Required work:
Copy every record below exactly as it appears.

Stored items from a collection:
Content starts

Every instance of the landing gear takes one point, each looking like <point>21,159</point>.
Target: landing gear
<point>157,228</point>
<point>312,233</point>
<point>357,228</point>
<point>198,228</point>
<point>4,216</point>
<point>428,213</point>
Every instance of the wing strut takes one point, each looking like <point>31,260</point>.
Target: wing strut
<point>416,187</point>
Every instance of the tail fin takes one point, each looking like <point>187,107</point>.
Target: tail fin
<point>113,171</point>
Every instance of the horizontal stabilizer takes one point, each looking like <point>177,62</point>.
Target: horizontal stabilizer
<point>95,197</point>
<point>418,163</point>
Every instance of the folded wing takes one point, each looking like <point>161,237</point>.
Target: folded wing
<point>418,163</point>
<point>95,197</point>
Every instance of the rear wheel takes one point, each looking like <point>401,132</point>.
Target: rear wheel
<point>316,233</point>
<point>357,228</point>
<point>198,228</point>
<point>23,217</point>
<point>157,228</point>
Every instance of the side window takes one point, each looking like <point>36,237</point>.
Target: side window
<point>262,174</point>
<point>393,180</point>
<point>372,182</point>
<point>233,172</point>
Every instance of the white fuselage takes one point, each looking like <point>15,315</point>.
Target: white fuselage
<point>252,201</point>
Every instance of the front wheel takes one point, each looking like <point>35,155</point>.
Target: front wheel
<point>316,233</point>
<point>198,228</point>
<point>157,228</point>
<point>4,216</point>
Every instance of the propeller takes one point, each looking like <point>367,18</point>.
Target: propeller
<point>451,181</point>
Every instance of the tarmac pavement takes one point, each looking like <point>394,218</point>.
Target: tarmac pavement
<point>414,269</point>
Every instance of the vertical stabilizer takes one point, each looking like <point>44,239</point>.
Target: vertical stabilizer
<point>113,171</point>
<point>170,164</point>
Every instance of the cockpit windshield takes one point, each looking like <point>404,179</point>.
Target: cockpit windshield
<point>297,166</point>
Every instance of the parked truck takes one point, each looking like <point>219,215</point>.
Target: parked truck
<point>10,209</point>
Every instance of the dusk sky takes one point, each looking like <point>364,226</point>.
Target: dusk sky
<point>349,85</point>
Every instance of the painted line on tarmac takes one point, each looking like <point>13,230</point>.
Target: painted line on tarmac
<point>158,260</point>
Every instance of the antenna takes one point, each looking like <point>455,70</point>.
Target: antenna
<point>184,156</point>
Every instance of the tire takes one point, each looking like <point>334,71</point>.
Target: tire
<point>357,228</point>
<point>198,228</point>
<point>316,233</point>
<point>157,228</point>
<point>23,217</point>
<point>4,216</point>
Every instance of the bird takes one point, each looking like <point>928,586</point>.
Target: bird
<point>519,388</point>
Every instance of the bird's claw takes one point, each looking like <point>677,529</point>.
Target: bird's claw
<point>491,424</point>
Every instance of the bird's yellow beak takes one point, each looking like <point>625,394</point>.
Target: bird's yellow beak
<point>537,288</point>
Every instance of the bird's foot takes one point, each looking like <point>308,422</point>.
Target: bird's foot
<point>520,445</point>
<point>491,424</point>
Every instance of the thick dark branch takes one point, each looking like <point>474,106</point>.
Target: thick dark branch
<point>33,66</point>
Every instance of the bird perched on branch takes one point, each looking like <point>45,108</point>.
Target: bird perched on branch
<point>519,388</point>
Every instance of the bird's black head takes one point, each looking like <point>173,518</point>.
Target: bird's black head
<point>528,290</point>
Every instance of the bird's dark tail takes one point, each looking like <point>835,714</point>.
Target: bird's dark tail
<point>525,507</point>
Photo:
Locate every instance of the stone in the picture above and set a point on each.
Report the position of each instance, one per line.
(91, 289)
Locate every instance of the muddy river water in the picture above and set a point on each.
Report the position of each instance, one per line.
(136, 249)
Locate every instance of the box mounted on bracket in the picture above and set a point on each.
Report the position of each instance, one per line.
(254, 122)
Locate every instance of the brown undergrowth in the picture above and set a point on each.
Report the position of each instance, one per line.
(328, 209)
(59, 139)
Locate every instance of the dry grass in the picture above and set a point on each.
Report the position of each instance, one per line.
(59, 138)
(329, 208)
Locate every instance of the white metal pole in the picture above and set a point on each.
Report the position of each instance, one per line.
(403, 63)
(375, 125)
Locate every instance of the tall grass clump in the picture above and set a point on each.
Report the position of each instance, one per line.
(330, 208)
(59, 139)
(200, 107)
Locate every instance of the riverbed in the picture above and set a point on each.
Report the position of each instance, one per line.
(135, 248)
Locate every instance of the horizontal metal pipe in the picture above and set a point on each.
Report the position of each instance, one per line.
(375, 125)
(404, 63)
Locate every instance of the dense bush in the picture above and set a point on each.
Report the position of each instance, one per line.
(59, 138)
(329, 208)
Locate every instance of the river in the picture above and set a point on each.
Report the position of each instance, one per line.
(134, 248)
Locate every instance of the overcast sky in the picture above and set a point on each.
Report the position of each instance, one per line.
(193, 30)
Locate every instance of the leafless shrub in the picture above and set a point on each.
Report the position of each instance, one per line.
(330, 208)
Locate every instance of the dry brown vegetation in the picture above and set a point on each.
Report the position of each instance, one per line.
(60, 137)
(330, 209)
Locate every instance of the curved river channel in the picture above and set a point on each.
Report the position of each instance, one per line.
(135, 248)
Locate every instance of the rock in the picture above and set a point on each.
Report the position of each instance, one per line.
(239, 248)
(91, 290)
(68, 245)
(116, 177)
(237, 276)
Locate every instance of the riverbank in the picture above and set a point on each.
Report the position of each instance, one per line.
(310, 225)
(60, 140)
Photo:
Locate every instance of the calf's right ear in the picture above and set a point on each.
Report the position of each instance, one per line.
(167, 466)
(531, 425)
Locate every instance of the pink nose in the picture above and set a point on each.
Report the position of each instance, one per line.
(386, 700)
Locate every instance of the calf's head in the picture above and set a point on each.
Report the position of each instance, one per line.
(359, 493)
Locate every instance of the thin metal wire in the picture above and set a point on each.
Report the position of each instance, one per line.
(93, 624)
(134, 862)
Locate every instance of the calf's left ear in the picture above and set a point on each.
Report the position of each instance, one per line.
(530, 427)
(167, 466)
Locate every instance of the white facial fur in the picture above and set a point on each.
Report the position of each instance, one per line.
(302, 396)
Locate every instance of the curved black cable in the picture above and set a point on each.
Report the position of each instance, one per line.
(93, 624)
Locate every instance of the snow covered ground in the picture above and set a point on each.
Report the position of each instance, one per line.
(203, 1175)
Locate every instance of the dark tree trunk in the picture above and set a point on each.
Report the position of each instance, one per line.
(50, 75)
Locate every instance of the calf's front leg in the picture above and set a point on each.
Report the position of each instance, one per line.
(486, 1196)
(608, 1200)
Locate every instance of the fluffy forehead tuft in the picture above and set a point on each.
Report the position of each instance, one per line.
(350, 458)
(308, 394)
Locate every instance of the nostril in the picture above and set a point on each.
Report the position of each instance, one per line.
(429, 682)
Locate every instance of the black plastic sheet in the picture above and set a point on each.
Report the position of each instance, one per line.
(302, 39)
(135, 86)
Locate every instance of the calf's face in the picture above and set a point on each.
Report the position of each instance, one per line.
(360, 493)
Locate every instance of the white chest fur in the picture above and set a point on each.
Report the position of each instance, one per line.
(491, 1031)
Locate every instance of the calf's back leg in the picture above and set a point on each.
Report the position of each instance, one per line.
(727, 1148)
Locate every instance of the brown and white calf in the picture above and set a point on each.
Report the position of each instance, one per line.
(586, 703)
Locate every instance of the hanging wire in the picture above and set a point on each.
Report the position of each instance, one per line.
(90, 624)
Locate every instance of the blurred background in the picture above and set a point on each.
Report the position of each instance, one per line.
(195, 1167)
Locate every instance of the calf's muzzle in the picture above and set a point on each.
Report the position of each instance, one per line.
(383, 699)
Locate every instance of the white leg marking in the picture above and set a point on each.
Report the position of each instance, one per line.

Content ends

Finished exercise:
Every instance of the landing gear takes one point, each looking like <point>21,159</point>.
Target: landing gear
<point>157,228</point>
<point>312,233</point>
<point>357,228</point>
<point>198,228</point>
<point>4,216</point>
<point>428,213</point>
Every instance of the wing strut takes one point, each looking like <point>31,260</point>.
Target: wing strut
<point>416,187</point>
Every instance of the tail fin takes one point, each looking like <point>187,107</point>.
Target: tail fin
<point>113,171</point>
Every instance of the horizontal stabilizer takes one point, each looking like <point>177,62</point>.
Target: horizontal stabilizer
<point>95,197</point>
<point>418,163</point>
Every instance of the folded wing takes one point, each looking like <point>161,237</point>.
Target: folded wing
<point>418,163</point>
<point>95,197</point>
Every instance of the rear wheel takes one point, each looking like <point>401,132</point>.
Target: rear wheel
<point>316,233</point>
<point>357,228</point>
<point>198,228</point>
<point>23,217</point>
<point>157,228</point>
Every instance of the side window takes one point, each looking like <point>36,237</point>.
Target: side window
<point>262,174</point>
<point>393,180</point>
<point>372,182</point>
<point>233,172</point>
Every instance of the white fuselage takes one point, each looking like <point>15,315</point>.
Target: white fuselage
<point>252,201</point>
Every instance of the front wheel takes one point, each looking like <point>35,155</point>.
Target: front wheel
<point>316,233</point>
<point>198,228</point>
<point>157,228</point>
<point>4,216</point>
Every instance of the propeller takes one point, each looking like <point>367,18</point>.
Target: propeller
<point>451,181</point>
Every instance of the tarmac pavement takes one point, each looking like <point>394,218</point>.
Target: tarmac pavement
<point>414,269</point>
Every instance of the vertical stabilizer takes one point, each looking like <point>44,239</point>.
Target: vertical stabilizer
<point>113,171</point>
<point>170,164</point>
Every instance of the cockpit windshield takes one point, each looking like <point>404,179</point>.
Target: cockpit windshield
<point>297,166</point>
Every instance of the parked truck takes one point, each looking like <point>219,215</point>.
Target: parked truck
<point>10,209</point>
Every instance of the dusk sky takes one point, each looking like <point>364,226</point>.
Target: dusk sky
<point>349,85</point>
Every instance of the painted line on tarmac takes one point, each looking like <point>13,230</point>.
Target: painted line on tarmac
<point>158,260</point>
Every instance of the antenna takes one point, each looking like <point>455,70</point>.
Target: antenna
<point>184,156</point>
Every instance of the tire takes one point, each looking like <point>334,71</point>.
Target: tire
<point>357,228</point>
<point>198,228</point>
<point>316,233</point>
<point>157,228</point>
<point>23,217</point>
<point>4,216</point>
Every instance of the bird takes one point, each looking like <point>928,586</point>.
Target: bird
<point>519,388</point>
Every instance of the bird's claw takes one point, each looking like <point>677,529</point>.
Target: bird's claw
<point>491,424</point>
Every instance of the bird's yellow beak takes one point, each looking like <point>625,394</point>.
Target: bird's yellow beak
<point>537,288</point>
Every instance of the bird's foot takes one point, each looking like <point>308,422</point>.
Target: bird's foot
<point>520,445</point>
<point>491,424</point>
Every instance of the thick dark branch takes one point, each looking like <point>474,106</point>.
Target: thick dark branch
<point>33,66</point>
Every instance of the bird perched on branch takes one point, each looking like <point>45,108</point>.
Target: bird perched on branch
<point>519,388</point>
Every instance of the bird's black head takes one point, each looking like <point>173,518</point>.
Target: bird's black head
<point>528,290</point>
Every instance of the bird's dark tail takes one point, each looking like <point>835,714</point>.
Target: bird's dark tail
<point>525,507</point>
Photo:
Locate every instance of the stone in the picture above and set a point on each.
Report the position of each instance, one per line.
(91, 289)
Locate every instance of the muddy river water in the picture above and set a point on each.
Report the position of each instance, one per line.
(136, 249)
Locate every instance of the box mounted on bracket in the picture above and set a point on each.
Report the position of each instance, one per line.
(254, 122)
Locate every instance of the brown undergrowth in the picture above and set a point on each.
Report the position of each instance, one per line.
(328, 209)
(59, 139)
Locate every instance of the dry grass in the picture above and set a point on each.
Report the position of each instance, one per line.
(59, 138)
(329, 208)
Locate every instance of the white metal pole in the picture above and set a point on each.
Report the position of each instance, one per line.
(403, 63)
(375, 125)
Locate every instance of the tall grass clump in the picture above and set a point on each.
Report the position of each instance, one per line.
(330, 208)
(59, 139)
(200, 107)
Locate every instance of the riverbed in the picture above and set a point on each.
Report the position of each instance, one per line.
(135, 248)
Locate every instance of the horizontal metal pipe in the picture above and set a point on each.
Report the position of each instance, one per line.
(375, 125)
(404, 63)
Locate every instance of the dense bush in the picture above and set a point on each.
Report the position of each instance, one per line.
(59, 138)
(329, 208)
Locate every instance of the river in the picture above and set a point on each.
Report the position of each instance, one per line.
(134, 248)
Locate every instance of the overcast sky in the picture above and set a point on each.
Report the position of each instance, one per line.
(193, 30)
Locate every instance of the leafless shrub in the picture above and set a point on each.
Report the position of each instance, one per line.
(330, 208)
Locate every instance of the dry brown vegetation in the picture above and set a point on each.
Report the position of each instance, one per line.
(60, 137)
(330, 209)
Locate every instance of the curved river channel in the picture above and set a point on each.
Report the position of each instance, one per line.
(135, 248)
Locate every instance of the rock in the picture above and set a point on each.
Report the position of each instance, one per line.
(239, 248)
(91, 290)
(68, 245)
(116, 177)
(237, 276)
Locate every instance of the riverbank in the picture above and set a point on each.
Report the position of each instance, one per line.
(310, 225)
(60, 140)
Photo:
Locate every instance of the calf's right ear in the picture above and set a point on each.
Report the position of each instance, one per line.
(167, 466)
(531, 425)
Locate every instance of the pink nose in the picture above and set a point on each.
Report the position of each instance, one per line.
(386, 700)
Locate every instance of the calf's head in the picture above and set a point on each.
Report the position of each instance, one per line.
(359, 493)
Locate every instance of the thin metal wire in the picture above and set a point on each.
Report the position of each instance, one per line.
(93, 624)
(134, 862)
Locate every instance of the calf's left ear in the picture above and set a point on each.
Report the position of each instance, one per line.
(530, 427)
(167, 466)
Locate every instance of the white facial fur in the picture above and set a point on each.
Report the position of each instance, one per line.
(302, 396)
Locate every instance of the curved black cable in the picture above and set a point on each.
Report the position of each instance, one per line.
(93, 624)
Locate every instance of the snow covered ground in the picture above and set a point on each.
Report the position of each instance, one per line.
(203, 1175)
Locate every instance of the dark tree trunk in the picture above and set a point on each.
Report the position of each instance, one per line.
(50, 75)
Locate every instance of the calf's front leg in the picture above and set a point on each.
Report the position of each instance, one per line.
(486, 1196)
(608, 1200)
Locate every instance of the fluffy forehead tuft in the picture above and set a point on each.
Report the position of each instance, one per line.
(350, 458)
(308, 394)
Locate every instance of the nostril in the picture above and set a point on each.
Report the position of each instance, one per line.
(429, 682)
Locate every instance of the black plastic sheet in the picture above and set a point on each.
Report the position of each instance, one per line.
(302, 39)
(135, 86)
Locate every instance of the calf's face in the picture above and set a point on each.
Report the position of each instance, one per line.
(360, 493)
Locate every instance of the white chest fur in the picture above and set a point on each.
Report the position of each instance, one per line.
(491, 1031)
Locate every instance of the calf's back leg in the picture above and set a point on each.
Report the position of each instance, one per line.
(727, 1148)
Locate every instance of the brown and white calf in the picture above and set a point on each.
Report the position of each instance, one per line.
(586, 703)
Locate every instance of the hanging wire in the picture above and set a point on each.
Report the position of each instance, one per line.
(90, 624)
Locate every instance of the blurred background in the picture above and set a point on each.
Report the position of each instance, one per line.
(195, 1167)
Locate every instance of the calf's muzzle in the picture above and set a point on each.
Report the position of each instance, one per line.
(383, 699)
Locate every instance of the white leg marking in the picture above and set a point on each.
Report the position of each instance, one per line.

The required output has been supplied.